- ACTIVITY -
Would you retype every entry that follows without altering a word?

- DATASET ENTRIES -

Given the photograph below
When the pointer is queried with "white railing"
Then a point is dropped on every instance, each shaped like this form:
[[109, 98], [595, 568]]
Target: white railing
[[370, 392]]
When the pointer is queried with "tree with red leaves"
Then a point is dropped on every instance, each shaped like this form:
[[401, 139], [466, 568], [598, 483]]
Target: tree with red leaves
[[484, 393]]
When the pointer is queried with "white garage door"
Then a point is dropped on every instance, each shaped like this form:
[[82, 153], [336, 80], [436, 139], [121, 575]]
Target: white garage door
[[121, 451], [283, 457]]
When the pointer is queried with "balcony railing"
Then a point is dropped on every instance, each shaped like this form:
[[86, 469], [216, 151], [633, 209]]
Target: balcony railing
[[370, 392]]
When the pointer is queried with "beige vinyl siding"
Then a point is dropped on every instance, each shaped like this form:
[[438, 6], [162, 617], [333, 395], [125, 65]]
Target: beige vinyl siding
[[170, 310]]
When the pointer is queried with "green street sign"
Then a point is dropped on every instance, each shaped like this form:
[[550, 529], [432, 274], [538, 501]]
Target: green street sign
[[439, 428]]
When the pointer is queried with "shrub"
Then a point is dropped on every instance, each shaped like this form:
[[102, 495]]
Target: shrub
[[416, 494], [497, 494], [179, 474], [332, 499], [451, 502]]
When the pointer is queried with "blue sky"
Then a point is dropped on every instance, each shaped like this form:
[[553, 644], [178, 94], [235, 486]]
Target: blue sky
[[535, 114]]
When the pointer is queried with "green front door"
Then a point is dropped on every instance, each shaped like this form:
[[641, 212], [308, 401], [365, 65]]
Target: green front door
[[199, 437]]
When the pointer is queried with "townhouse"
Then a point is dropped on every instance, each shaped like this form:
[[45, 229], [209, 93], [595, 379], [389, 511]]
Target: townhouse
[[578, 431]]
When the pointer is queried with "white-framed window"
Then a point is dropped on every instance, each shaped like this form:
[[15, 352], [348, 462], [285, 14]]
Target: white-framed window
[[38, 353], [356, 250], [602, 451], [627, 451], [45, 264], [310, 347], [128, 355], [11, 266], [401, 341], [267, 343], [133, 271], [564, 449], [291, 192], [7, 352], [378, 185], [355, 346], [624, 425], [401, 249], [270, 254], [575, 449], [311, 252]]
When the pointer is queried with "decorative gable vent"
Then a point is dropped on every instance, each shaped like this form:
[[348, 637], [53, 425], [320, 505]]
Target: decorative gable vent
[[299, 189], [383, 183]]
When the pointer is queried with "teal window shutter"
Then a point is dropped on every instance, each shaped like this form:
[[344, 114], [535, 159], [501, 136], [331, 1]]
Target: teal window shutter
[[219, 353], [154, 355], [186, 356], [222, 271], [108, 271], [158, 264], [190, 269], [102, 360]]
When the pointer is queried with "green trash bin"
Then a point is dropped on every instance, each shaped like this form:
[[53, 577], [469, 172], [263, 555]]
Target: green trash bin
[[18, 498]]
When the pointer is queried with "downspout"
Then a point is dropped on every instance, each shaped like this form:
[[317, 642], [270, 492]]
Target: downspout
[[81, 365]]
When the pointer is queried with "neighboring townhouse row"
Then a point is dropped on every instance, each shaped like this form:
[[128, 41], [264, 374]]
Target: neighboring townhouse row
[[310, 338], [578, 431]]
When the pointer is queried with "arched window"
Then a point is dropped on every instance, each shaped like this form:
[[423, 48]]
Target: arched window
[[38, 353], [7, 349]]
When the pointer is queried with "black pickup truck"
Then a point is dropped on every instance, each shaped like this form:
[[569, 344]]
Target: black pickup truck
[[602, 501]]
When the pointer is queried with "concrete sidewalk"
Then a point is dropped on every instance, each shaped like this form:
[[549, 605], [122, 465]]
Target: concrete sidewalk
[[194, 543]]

- RESULT -
Given the photograph below
When the pointer is queried with "white railing"
Then a point is dropped on every instance, each shaped like this form:
[[109, 98], [595, 568]]
Target: white railing
[[370, 392]]
When the pointer is queried with "tree with red leaves"
Then a point is dropped on every instance, each shaped like this form:
[[401, 139], [466, 568], [598, 483]]
Target: tree with red leaves
[[484, 393]]
When the pointer is queried with "white garage door"
Then a point is dropped on every instance, each shaped like this form:
[[82, 153], [336, 80], [436, 139], [121, 575]]
Target: white garage door
[[121, 451], [283, 457]]
When the pointer is queried with "balcony railing"
Then a point is dropped on every instance, each shaped like this form:
[[86, 469], [216, 151], [633, 209]]
Target: balcony railing
[[370, 392]]
When the pointer is queried with "beige vinyl siding"
Then a point is dropped on every instance, each shaped like this form:
[[438, 6], [162, 617], [333, 395], [125, 65]]
Target: beige vinyl siding
[[170, 310]]
When the pointer is queried with "green street sign"
Then a point is dropped on every instance, each shaped like this form:
[[550, 529], [432, 274], [538, 501]]
Target: green street sign
[[439, 428]]
When the pointer is queried with "shrub"
Then a point is dropped on every instance, each shaped like this form:
[[102, 495]]
Target: shrub
[[416, 494], [497, 494], [179, 474], [332, 499], [451, 502]]
When the pointer is queried with "blue sky"
Then a point is dropped on every instance, each shaped like this form:
[[553, 644], [178, 94], [235, 486]]
Target: blue sky
[[535, 114]]
When the pointer is queried with "green front door"
Then a point is dropped on every instance, each shaped like this form:
[[641, 212], [308, 401], [365, 65]]
Target: green front door
[[199, 437]]
When the pointer is queried with "townhouse"
Then a point is dropped on every instance, each shaped like this form:
[[45, 229], [209, 93], [595, 379], [389, 511]]
Target: townhouse
[[578, 431]]
When the pointer is queried with "white-framed window"
Then a point is dropped on every instance, each shaped like this form:
[[15, 352], [348, 462], [285, 14]]
Target: white-framed window
[[38, 353], [356, 250], [602, 451], [627, 451], [45, 264], [310, 347], [128, 355], [11, 266], [401, 341], [267, 343], [133, 271], [564, 449], [291, 192], [7, 352], [378, 185], [355, 346], [624, 425], [401, 249], [270, 254], [575, 449], [311, 252]]
When the pointer is queried with "decorative gable vent"
Then a point is dropped on every instance, each shaped like this form:
[[348, 637], [53, 425], [320, 505]]
Target: decorative gable vent
[[299, 189], [383, 183]]
When the pointer is queried with "teal window shutter"
Then a point is dropped on every instance, each shaped like this form:
[[344, 114], [535, 159], [501, 136], [331, 1]]
Target: teal window shutter
[[219, 353], [154, 355], [186, 356], [222, 271], [108, 271], [158, 264], [190, 269], [102, 360]]
When the pointer is queried with "green trash bin"
Then a point is dropped on every instance, each shaped like this form:
[[53, 577], [469, 172], [263, 555]]
Target: green trash bin
[[18, 498]]
When the pointer is queried with "downspout"
Then a point is dropped on every instance, each shaped like this form:
[[317, 642], [270, 492]]
Target: downspout
[[81, 365]]
When the pointer is queried with "neighboring townhouse row"
Then a point is dropped on every instance, each shaped like this form:
[[128, 41], [264, 374]]
Target: neighboring townhouse row
[[310, 338], [578, 431]]
When the pointer is queried with "arched window"
Then a point is dropped on every instance, each shaped like this form:
[[423, 48]]
Target: arched window
[[38, 353], [7, 349]]
When the pointer is queried with "black pickup truck"
Then a point is dropped on every instance, each shaped like this form:
[[569, 344]]
Target: black pickup truck
[[602, 501]]
When the pointer is queried with "concrete sidewalk"
Then a point is dropped on every instance, each shaped like this form:
[[549, 605], [122, 465]]
Target: concrete sidewalk
[[194, 543]]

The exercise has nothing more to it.